YOUR TASK: Before copying, set the pictures aside; then repeat every line below verbatim.

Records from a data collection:
|---|

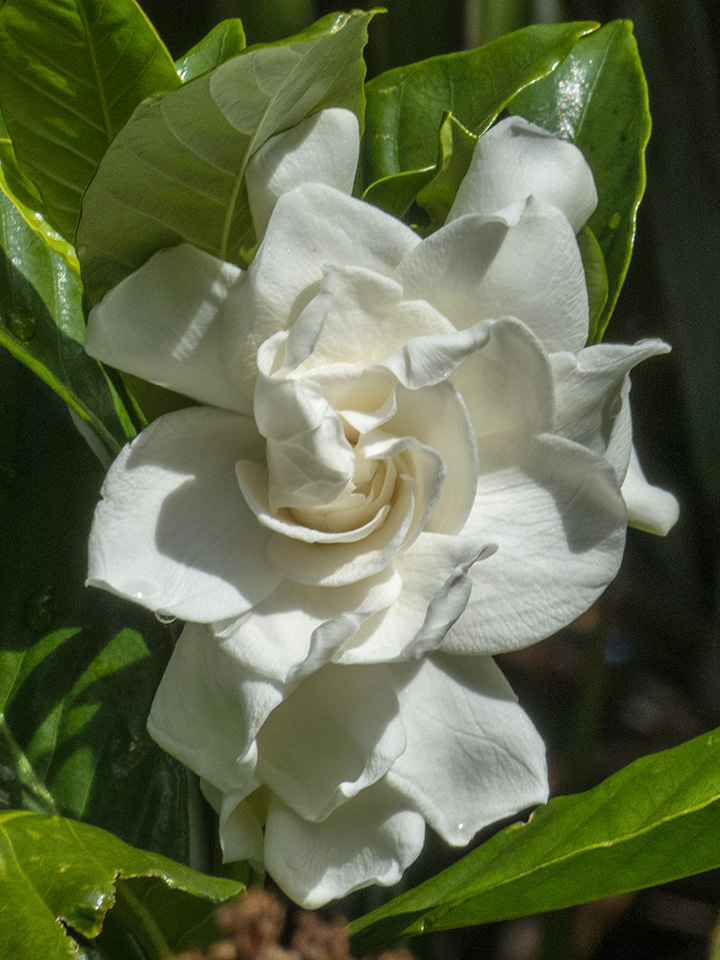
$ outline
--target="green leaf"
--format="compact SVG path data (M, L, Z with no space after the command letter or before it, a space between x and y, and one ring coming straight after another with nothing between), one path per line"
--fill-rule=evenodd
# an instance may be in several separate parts
M577 144L592 168L599 203L588 225L609 284L600 339L627 273L645 191L650 111L630 21L616 20L580 40L555 73L520 93L508 109Z
M600 323L608 298L608 275L605 267L605 257L590 227L584 226L578 233L577 240L585 270L585 283L587 284L590 307L588 344L600 343L602 340Z
M447 111L483 133L523 87L544 77L594 23L526 27L478 50L446 54L381 74L365 87L360 191L383 177L422 170L437 160Z
M0 346L65 400L110 456L136 430L102 365L82 348L82 285L0 190Z
M400 935L558 910L720 866L719 749L720 729L551 800L356 920L353 946L370 952Z
M370 184L363 193L362 199L402 220L415 203L418 191L434 176L435 167L428 167L425 170L406 170L405 173L383 177L382 180L376 180L375 183Z
M215 906L241 889L96 827L21 811L0 813L0 863L0 955L13 960L76 957L60 921L92 939L109 910L142 956L162 960L192 946Z
M0 6L0 109L45 216L67 240L115 134L141 100L179 84L135 0Z
M0 115L0 191L15 204L25 223L52 250L59 253L74 273L80 274L75 248L64 240L45 219L44 204L37 187L18 166L15 149Z
M440 127L440 152L433 179L418 193L417 202L430 214L430 230L447 220L458 187L468 172L477 137L452 113L446 114Z
M255 246L247 163L274 133L323 107L362 113L371 16L356 11L319 39L249 50L138 108L83 202L78 256L92 302L182 242L247 265Z
M477 137L448 111L440 124L438 141L437 162L432 167L376 180L362 199L399 219L417 202L430 216L423 232L432 233L441 227L468 171Z
M183 83L193 80L208 70L214 70L226 60L231 60L245 49L245 31L237 17L223 20L210 33L188 50L175 64Z
M85 588L103 471L65 405L5 351L0 409L0 806L184 858L185 771L145 729L168 629Z

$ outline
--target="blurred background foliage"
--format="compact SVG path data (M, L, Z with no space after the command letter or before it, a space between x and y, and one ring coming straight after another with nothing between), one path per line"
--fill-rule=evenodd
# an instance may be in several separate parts
M241 17L248 43L256 43L338 8L328 0L141 2L176 58L226 17ZM548 741L554 791L585 789L638 756L720 724L717 0L386 6L371 26L371 77L530 23L635 24L654 132L635 255L606 339L661 336L673 345L669 359L635 372L633 409L646 472L678 496L681 519L665 541L630 531L622 572L595 608L558 636L500 658ZM455 856L431 839L404 885ZM340 909L361 913L385 897L366 891ZM720 877L706 874L560 914L431 935L412 949L419 960L720 960L719 906Z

|---|

WORKED SOLUTION:
$ outline
--target="green leaf"
--format="compact SVG path data (M, L, Z with no space after the command letter or before it, a space between x and y, and one ring coming straight after another with nothing between), one path per line"
--fill-rule=evenodd
# an instance may be in several separate parts
M577 144L592 168L599 203L588 225L609 284L600 339L627 273L645 191L650 111L630 21L616 20L580 40L555 73L520 93L508 109Z
M600 323L608 298L608 275L605 267L605 257L590 227L584 226L578 233L577 240L585 270L585 283L587 284L590 307L588 344L600 343L602 340Z
M447 111L483 133L523 87L544 77L594 23L526 27L478 50L446 54L381 74L365 87L360 191L383 177L422 170L437 160Z
M0 346L65 400L110 456L136 430L102 365L82 348L82 285L0 190Z
M400 935L558 910L720 866L719 749L720 729L551 800L356 920L353 946L370 952Z
M370 184L363 193L362 199L402 220L415 203L418 191L434 176L435 167L428 167L425 170L406 170L405 173L383 177L382 180L376 180L375 183Z
M215 906L241 889L96 827L21 811L0 813L0 863L0 955L13 960L76 957L60 921L92 939L109 910L142 956L162 960L192 946Z
M0 6L0 109L45 216L67 240L115 134L141 100L179 84L135 0Z
M0 115L0 191L15 204L25 223L52 250L59 253L74 273L80 274L75 248L64 240L45 219L44 204L37 187L18 166L15 149Z
M440 127L440 152L433 179L418 193L417 202L430 214L430 230L447 220L458 187L468 172L477 137L452 113L446 114Z
M255 246L247 163L274 133L323 107L362 113L371 16L356 11L319 39L249 50L138 108L83 202L78 256L92 302L182 242L247 265Z
M477 137L448 111L440 124L438 141L437 162L432 167L376 180L362 199L399 219L417 202L430 216L423 232L432 233L441 227L468 171Z
M183 83L193 80L208 70L214 70L226 60L231 60L245 49L245 31L237 17L223 20L210 33L188 50L175 64Z
M85 588L103 471L65 405L5 351L0 409L0 806L184 858L185 771L145 729L168 629Z

$ outline
--target="blurred background foliage"
--format="compact SVG path data (M, L, Z with no space after the command letter or before it, a space between x and y, and one ring coming straight after another with nothing between), one path per line"
--fill-rule=evenodd
# an instance may be in several separate parts
M241 17L248 43L256 43L338 8L328 0L141 2L176 58L226 17ZM548 741L554 791L585 789L638 756L720 724L717 0L386 6L371 26L371 77L530 23L635 24L654 132L635 255L606 339L661 336L673 345L669 359L635 372L633 409L646 472L678 496L681 519L665 541L630 531L622 572L595 608L558 636L500 658ZM455 856L431 839L404 885ZM340 909L361 913L385 897L366 891ZM720 877L706 874L560 914L431 935L412 949L419 960L720 960L719 906Z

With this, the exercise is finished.